• **PASSAGE PROVIDED**:

One problem with both of these early designs, which are called centrifugal-flow engines, was that the compressor works by “throwing” (accelerating) air outward from the central intake to the outer periphery of the engine where the air is then compressed by a divergent duct setup—converting velocity into pressure. The advantage was that such compressor designs were well understood in centrifugal superchargers but this leads to a very large cross section for the engine at rotational speeds that were usable at the time. A disadvantage was that the air flow had to be “bent” to flow rearwards through the combustion section and to the turbine and tailpipe. With improvements to bearings the shaft speed of the engine would increase and the diameter of the centrifugal compressor would reduce greatly. The shortness of this engine is an advantage. The strength of this type of compressor is an advantage over the later axial flow compressors that are still liable to foreign object damage (FOD in aviation parlance).
German Anselm Franz of Junkers’ engine division (Junkers Motoren or Jumo) addressed this problem with the introduction of the axial-flow compressor. Essentially, this is a turbine in reverse. Air coming in the front of the engine is blown to the rear of the engine by a fan stage (convergent ducts), where it is crushed against a set of non-rotating blades called stators (divergent ducts). The process is nowhere near as powerful as the centrifugal compressor, so a number of these pairs of fans and stators are placed in series to get the needed compression. Even with all the added complexity, the resulting engine is much smaller in diameter. Jumo was assigned the next engine number, 4, and the result was the Jumo 004 engine. After many teething troubles, mass production of this engine started in 1944 as a powerplant for the world’s first jet-fighter aircraft, the Messerschmitt Me 262. Because Hitler wanted a new bomber the Me 262 came too late to decisively impact Germany’s position in World War II but it will be remembered as the first use of jet engines in service. After the end of the war the German Me 262 aircraft were extensively studied by the victorious allies and contributed to work on early Soviet and US jet fighters.
British engines also were licensed widely in the US. Their most famous design, the Nene would also power the USSR’s jet aircraft after a technology exchange. American designs wouldn’t come fully into their own until the 1960s.
Types
There are a number of types of jet engines, all of which are based on the principle that air is compressed and used as an oxidizer for the fuel. Some examples are as follows:
Type Description Advantages Disadvantages
Turbojet generic term for simple turbine engine simplicity of design basic design, misses many improvements in efficiency and power
Turbofan power tapped off exhaust used to drive bypass fan quieter due to greater mass flow and lower total exhaust speed, more efficient for a useful range of subsonic airspeeds for same reason greater complexity (multiple shafts), large diameter engine, need to contain heavy blades. More subject to FOD and ice damage.

• **PROBLEM 1**: From the jet engine passage, list every disadvantage that the table row for the turbofan gives.
• **PROBLEM 2**: Carry on the jet engine passage, picking up right after its final table row.
The records that follow come from a separate source.

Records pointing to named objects
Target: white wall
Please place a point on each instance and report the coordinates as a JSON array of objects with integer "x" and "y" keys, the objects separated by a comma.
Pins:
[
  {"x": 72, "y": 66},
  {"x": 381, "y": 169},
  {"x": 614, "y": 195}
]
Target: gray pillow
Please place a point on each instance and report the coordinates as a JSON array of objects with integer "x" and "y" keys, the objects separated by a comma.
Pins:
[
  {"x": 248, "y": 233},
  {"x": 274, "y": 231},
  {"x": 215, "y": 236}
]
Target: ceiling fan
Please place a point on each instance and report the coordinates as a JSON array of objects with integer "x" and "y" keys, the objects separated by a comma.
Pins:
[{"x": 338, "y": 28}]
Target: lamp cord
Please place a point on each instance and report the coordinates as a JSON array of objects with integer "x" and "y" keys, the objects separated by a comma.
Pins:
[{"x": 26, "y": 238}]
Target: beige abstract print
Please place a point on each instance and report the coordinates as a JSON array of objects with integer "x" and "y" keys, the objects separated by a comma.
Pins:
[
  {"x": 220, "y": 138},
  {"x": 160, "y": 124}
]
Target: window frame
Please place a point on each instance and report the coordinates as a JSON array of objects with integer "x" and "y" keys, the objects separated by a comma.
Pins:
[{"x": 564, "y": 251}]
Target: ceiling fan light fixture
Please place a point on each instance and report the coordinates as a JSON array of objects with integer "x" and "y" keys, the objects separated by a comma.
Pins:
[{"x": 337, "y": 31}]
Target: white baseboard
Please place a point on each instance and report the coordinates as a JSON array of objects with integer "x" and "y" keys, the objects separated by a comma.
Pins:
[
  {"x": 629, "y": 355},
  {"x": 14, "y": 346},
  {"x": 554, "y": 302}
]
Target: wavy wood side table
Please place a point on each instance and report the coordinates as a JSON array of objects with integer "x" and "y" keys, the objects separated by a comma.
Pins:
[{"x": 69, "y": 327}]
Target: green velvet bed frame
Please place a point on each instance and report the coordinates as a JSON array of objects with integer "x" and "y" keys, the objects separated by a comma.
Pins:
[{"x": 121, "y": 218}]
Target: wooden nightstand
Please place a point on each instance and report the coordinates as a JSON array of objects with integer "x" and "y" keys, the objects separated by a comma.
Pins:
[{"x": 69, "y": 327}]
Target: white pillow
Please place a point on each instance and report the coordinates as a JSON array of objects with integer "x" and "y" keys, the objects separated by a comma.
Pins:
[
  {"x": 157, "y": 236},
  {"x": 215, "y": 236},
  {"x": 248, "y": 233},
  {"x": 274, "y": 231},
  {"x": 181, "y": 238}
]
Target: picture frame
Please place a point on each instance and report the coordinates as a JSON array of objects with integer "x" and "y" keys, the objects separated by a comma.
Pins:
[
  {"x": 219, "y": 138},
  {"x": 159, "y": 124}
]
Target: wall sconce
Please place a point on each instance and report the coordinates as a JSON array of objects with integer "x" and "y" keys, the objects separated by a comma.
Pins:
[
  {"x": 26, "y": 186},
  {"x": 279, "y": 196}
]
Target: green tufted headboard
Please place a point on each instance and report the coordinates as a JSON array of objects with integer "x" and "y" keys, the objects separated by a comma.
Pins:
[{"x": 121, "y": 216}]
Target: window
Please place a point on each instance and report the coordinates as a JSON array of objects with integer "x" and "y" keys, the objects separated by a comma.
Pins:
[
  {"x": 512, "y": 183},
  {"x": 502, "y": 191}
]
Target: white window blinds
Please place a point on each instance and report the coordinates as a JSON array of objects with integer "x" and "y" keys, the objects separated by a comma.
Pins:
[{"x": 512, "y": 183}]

• **RESPONSE 1**:
- Greater complexity (multiple shafts)
- Large diameter engine
- Need to contain heavy blades
- More subject to FOD and ice damage

• **RESPONSE 2**:
Ramjet Intake air is compressed entirely by speed of oncoming air and duct shape (divergent) very few moving parts, Mach 0.8 to Mach 5+, efficient at high speed (> Mach 2.0 or so), lightest of all jets (thrust:weight ratio up to 30 at optimum speed) must have a high initial speed to function, inefficient at slow speeds due to poor compression ratio, difficult to arrange shaft power for accessories
Turboprop (Turboshaft similar) jet turbine engine used as powerplant to drive (propeller) shaft high efficiency at lower subsonic airspeeds(300 knots plus), high shaft power to weight limited top speed (aeroplanes), somewhat noisy, complexity of propeller drive, very large yaw (aeroplane) if engine fails
Propfan turboprop engine drives one or more propellers. much like a turbofan but without ductwork higher fuel efficiency, some designs are less noisy than turbofans, could lead to higher-speed commercial aircraft, popular in the 1980s during fuel shortages, development of propfan engines has been very limited, typically more noisy than turbofans, complexity
Pulsejet Air enters a divergent-duct inlet, the front of the combustion area is shut, fuel injected into the air ignites, exhaust vents from other end of engine Very simple design, commonly used on model aircraft noisy, inefficient (low compression ratio), works best at small scale, valves need to be replaced very often
Pulse detonation engine Similar to a pulsejet, but combustion occurs as a detonation instead of a deflagration, may or may not need valves Maximum theoretical engine efficiency Extremely noisy, parts subject to extreme mechanical fatigue, hard to start detonation, not practical for current use
Integral rocket Ramjet Essentially a ramjet where intake air is compressed and burnt with the exhaust from a rocket Mach 0 to Mach 5+ no particular atmospheric limit (can run exoatmospheric), good efficiency at Mach 2 to 5 similar efficiency to rockets at low speed or exoatmospheric, inlet difficulties, a relatively undeveloped and unexplored type, cooling difficulties
Scramjet Intake air is compressed but not slowed to below supersonic, intake, combustion and exhaust occur in a single constricted tube can operate at very high Mach numbers (Mach 8 to 15)[1] (http://www.dod.mil/ddre/downloads/ddre_briefings/Merging_Air_and_Space071603.pdf)
still in development stages, must have a very high initial speed to function (Mach >6!), cooling difficulties, inlet difficulties, very poor thrust/weight ratio (~2!), airframe difficulties, testing difficulties
Turborocket An additional oxidizer such as oxygen is added to the airstream to increase max altitude Very close to existing designs, operates in very high altitude, wide range of altitude and airspeed Airspeed limited to same range as turbojet engine, carrying oxidizer like LOX can be dangerous
Components
The components of a jet engine are standard across the different types of engines (noted above). The parts include:
Air Induction
For subsonic aircraft, the air intake to a jet engine presents no special difficulties, and consists essentially of an opening which is designed to minimise drag, as with any other aircraft component. However, the air reaching the compressor of a normal (not scramjet) jet engine must be travelling below the speed of sound, even for supersonic craft.
Compressor Fan
The compressor is the series of fans that are spaced very closely together. Each fan compresses the air a little more. Energy is derived from the exhaust fan (see below), passed along the shaft.
Shaft
This carries power from the exhaust fan to the compressor, and runs most of the length of the engine. There may be as many as three concentric shafts, rotating at independent speeds, with as many sets of exhaust fans and compressors. Other services, like a bleed of cool air, may also run down the shaft.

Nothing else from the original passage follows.